Coordinate annotation records
-----
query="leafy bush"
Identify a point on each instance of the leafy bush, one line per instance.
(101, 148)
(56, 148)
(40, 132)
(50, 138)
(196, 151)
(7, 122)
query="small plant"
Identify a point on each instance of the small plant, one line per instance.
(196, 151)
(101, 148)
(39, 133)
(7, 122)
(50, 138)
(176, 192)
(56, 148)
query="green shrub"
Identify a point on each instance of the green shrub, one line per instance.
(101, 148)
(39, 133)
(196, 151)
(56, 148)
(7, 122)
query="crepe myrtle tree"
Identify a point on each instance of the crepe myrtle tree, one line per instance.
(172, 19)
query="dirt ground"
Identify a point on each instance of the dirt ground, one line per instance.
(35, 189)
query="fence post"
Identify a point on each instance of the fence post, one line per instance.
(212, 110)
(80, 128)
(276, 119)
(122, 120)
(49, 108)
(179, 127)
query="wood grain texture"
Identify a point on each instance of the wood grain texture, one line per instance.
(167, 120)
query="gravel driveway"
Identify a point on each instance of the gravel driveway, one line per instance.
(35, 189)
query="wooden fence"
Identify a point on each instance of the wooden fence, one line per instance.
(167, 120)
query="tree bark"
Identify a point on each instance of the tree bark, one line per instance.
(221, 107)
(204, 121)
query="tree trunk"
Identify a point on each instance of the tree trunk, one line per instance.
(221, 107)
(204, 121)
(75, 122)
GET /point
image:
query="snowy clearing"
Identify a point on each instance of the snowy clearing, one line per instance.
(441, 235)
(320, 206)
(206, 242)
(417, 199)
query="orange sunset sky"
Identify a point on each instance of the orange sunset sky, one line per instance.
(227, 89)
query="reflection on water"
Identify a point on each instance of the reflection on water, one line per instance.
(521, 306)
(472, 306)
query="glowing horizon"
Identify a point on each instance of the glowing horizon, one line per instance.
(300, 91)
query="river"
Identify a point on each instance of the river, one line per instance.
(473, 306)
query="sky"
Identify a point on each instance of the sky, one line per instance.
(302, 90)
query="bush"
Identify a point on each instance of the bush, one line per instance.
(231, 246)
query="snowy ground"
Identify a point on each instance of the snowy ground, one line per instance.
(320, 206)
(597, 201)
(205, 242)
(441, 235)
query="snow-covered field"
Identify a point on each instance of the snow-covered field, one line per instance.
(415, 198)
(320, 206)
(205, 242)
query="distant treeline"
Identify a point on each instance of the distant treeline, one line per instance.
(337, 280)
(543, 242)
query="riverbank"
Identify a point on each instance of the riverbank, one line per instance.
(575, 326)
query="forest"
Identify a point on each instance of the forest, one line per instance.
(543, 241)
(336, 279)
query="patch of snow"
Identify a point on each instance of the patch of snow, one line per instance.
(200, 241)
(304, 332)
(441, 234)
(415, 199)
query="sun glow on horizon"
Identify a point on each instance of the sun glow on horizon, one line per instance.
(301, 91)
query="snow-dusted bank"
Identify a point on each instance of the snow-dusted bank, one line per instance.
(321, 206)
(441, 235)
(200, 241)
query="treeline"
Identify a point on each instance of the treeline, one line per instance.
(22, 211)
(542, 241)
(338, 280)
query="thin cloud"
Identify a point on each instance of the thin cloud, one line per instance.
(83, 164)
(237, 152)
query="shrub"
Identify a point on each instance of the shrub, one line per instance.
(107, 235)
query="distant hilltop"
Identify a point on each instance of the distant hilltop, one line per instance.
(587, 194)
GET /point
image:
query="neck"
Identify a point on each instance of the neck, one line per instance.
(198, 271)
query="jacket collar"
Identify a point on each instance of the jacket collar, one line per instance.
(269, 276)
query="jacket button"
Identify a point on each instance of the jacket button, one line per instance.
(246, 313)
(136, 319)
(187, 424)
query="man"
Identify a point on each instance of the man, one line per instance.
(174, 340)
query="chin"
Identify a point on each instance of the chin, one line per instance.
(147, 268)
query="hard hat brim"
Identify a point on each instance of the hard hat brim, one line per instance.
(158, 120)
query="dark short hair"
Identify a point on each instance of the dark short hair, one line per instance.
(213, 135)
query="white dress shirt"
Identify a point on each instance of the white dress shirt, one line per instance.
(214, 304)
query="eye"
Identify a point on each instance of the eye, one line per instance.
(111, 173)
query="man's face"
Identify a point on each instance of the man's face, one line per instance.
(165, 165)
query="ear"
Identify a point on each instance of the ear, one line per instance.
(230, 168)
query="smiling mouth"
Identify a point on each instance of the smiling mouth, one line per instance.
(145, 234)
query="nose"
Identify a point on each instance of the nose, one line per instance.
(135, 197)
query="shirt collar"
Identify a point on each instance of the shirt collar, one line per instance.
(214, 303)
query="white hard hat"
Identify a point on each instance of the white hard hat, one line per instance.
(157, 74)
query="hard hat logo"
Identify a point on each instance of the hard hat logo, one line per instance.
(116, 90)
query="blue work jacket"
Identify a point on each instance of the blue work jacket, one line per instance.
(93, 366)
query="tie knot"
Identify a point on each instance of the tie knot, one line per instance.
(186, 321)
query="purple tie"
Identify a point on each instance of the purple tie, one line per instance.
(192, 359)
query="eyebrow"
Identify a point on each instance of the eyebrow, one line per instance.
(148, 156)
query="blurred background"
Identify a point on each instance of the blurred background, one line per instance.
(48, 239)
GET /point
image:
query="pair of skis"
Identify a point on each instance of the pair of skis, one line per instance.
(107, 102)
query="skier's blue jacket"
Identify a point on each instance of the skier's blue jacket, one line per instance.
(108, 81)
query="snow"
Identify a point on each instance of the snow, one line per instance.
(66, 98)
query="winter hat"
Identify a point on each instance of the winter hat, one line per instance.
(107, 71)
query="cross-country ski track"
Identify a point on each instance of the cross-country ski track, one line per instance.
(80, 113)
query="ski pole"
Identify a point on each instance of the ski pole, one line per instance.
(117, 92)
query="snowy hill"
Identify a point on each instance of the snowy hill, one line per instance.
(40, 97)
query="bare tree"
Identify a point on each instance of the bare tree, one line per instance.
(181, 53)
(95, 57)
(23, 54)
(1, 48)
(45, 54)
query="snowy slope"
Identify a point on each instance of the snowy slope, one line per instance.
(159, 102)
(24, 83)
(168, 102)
-----
◆ WHAT YOU SHOULD DO
How many lines in the records contain the string "mouth"? Treat uppercase and lowercase as different, and reply with the number alone.

◆ ANSWER
2